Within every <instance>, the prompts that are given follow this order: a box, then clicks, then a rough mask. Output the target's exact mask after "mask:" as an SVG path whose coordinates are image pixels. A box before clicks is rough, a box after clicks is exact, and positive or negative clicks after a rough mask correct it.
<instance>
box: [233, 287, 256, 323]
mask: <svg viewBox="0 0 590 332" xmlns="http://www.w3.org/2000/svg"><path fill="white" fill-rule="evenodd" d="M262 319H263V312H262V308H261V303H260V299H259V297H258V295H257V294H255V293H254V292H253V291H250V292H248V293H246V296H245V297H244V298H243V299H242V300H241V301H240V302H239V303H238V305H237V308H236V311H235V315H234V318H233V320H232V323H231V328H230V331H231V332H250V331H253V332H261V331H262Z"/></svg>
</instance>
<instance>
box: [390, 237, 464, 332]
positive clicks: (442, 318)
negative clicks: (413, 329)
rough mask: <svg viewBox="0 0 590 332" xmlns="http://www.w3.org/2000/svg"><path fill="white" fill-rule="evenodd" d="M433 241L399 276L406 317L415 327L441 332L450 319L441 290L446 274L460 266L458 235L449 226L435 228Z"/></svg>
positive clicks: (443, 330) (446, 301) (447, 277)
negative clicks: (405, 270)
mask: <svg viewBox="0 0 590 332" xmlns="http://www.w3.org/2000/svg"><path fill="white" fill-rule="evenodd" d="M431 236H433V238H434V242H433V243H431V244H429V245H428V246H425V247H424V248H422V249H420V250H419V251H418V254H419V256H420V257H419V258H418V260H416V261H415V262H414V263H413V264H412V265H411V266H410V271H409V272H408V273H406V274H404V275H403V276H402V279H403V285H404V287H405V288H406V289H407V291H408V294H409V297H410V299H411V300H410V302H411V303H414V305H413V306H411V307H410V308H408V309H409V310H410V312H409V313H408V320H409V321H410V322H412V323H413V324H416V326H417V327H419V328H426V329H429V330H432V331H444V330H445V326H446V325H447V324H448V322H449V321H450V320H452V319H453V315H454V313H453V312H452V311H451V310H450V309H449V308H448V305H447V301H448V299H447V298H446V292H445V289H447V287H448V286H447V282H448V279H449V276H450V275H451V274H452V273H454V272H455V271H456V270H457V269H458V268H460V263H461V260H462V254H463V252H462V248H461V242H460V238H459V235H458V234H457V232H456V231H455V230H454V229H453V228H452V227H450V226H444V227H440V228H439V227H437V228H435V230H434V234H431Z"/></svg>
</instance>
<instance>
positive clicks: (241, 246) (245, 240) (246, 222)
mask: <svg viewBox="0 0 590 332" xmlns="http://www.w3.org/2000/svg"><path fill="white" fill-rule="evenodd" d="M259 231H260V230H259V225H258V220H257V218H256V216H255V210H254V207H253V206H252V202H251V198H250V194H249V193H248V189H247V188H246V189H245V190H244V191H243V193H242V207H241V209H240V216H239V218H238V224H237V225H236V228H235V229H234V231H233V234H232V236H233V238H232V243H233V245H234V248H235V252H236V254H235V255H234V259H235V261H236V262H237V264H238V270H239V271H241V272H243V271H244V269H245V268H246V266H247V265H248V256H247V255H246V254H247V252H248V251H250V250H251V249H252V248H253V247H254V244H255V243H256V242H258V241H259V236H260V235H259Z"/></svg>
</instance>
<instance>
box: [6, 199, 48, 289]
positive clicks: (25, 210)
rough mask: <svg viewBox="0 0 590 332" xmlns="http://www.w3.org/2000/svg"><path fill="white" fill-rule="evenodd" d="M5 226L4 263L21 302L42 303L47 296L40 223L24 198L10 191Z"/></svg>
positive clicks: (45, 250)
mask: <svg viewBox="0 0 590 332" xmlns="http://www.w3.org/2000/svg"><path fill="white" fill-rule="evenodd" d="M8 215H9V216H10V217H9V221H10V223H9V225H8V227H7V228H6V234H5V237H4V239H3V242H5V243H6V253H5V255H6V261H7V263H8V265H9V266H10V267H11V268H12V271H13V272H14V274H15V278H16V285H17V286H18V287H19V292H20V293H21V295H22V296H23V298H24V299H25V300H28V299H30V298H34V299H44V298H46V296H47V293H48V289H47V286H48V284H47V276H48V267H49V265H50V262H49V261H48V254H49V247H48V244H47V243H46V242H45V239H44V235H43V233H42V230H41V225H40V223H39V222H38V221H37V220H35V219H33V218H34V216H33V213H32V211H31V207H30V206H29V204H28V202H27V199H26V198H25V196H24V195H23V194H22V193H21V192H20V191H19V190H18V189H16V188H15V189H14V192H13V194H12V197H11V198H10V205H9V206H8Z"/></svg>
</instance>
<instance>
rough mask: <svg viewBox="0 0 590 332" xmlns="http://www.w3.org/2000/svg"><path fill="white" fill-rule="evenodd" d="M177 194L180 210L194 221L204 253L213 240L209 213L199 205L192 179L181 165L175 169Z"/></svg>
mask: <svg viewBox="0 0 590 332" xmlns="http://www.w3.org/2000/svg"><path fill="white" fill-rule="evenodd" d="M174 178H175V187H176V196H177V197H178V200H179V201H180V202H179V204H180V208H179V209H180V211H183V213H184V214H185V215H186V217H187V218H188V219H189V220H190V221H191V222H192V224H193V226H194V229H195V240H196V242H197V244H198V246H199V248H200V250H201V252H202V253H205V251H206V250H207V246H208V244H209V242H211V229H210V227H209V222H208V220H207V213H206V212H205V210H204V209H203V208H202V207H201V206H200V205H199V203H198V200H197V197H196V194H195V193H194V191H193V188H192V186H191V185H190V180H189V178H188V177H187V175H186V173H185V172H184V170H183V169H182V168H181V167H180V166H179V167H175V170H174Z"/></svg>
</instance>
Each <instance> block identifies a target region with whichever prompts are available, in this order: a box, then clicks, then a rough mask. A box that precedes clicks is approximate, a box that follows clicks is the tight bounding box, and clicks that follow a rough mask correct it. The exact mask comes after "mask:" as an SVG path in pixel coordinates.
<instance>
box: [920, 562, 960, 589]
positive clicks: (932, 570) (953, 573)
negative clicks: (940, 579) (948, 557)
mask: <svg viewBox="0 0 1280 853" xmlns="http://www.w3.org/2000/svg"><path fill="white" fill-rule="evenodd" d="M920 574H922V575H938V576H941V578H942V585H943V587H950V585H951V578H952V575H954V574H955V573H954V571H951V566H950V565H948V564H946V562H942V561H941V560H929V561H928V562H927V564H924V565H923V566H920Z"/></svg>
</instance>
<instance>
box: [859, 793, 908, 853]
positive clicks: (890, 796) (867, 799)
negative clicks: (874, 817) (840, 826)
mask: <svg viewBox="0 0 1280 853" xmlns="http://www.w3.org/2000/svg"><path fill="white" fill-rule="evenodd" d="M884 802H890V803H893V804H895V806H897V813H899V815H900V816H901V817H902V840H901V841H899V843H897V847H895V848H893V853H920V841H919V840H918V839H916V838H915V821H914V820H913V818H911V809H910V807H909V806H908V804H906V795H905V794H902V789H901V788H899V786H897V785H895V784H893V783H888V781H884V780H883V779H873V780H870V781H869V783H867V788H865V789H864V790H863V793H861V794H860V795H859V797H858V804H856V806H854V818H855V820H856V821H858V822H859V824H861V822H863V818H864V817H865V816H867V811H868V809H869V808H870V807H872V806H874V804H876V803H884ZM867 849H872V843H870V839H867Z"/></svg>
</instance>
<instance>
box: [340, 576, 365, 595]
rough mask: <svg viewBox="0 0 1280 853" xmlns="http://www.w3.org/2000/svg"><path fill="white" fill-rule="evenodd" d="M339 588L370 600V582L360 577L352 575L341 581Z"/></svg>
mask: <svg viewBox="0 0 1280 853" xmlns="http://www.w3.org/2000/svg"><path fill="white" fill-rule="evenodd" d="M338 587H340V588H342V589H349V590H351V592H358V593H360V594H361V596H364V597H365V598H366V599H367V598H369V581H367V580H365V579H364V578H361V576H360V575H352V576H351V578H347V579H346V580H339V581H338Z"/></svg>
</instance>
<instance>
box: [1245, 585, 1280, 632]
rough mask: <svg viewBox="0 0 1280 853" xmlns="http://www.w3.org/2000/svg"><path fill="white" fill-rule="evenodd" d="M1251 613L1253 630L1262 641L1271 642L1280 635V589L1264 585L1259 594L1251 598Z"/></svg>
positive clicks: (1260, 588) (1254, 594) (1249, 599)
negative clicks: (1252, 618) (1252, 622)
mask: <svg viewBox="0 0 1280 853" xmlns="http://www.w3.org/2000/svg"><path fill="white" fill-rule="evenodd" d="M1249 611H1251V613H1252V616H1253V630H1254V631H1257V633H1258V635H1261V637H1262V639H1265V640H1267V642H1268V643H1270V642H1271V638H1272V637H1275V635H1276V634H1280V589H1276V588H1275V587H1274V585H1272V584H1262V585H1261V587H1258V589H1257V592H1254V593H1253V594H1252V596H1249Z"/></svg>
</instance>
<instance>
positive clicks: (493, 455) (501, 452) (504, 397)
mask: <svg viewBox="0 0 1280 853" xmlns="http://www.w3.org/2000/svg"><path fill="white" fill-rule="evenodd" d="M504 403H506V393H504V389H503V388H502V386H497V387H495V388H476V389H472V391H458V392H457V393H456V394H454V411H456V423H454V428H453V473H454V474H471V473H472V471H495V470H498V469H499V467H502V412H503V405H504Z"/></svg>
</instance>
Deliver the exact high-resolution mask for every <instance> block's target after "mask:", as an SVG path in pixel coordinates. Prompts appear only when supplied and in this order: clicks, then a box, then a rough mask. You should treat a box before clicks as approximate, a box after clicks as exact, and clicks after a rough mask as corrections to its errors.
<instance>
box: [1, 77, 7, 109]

----------------------------------------

- _Work task_: Beginning at the line that contains "negative clicks: (1252, 618) (1252, 622)", reproduce every line down to the last line of the entries above, exactly and only those.

- _Exercise solution_:
negative clicks: (1252, 618) (1252, 622)
mask: <svg viewBox="0 0 1280 853" xmlns="http://www.w3.org/2000/svg"><path fill="white" fill-rule="evenodd" d="M1249 611H1251V613H1252V616H1253V630H1254V631H1257V633H1258V635H1261V637H1262V639H1265V640H1267V642H1268V643H1270V642H1271V638H1272V637H1275V635H1276V634H1280V589H1276V588H1275V587H1274V585H1272V584H1262V585H1261V587H1258V589H1257V592H1254V593H1253V594H1252V596H1249Z"/></svg>
</instance>
<instance>
positive clicks: (493, 455) (501, 452) (504, 397)
mask: <svg viewBox="0 0 1280 853" xmlns="http://www.w3.org/2000/svg"><path fill="white" fill-rule="evenodd" d="M504 403H506V393H504V389H503V388H502V386H497V387H495V388H476V389H472V391H458V392H457V393H456V394H454V411H456V423H454V428H453V473H454V474H471V473H472V471H495V470H498V469H499V467H502V412H503V405H504Z"/></svg>
</instance>
Deliver the exact high-resolution mask for every <instance> block's target after "mask:", as an SVG path in pixel coordinates. Prompts appear only when supplied and in this order: clicks, then a box, then a rough mask. You should treat a box before clicks as approximate, a box after clicks as exact, and clicks after a rough mask as corrections to its errors.
<instance>
box: [1, 77, 7, 109]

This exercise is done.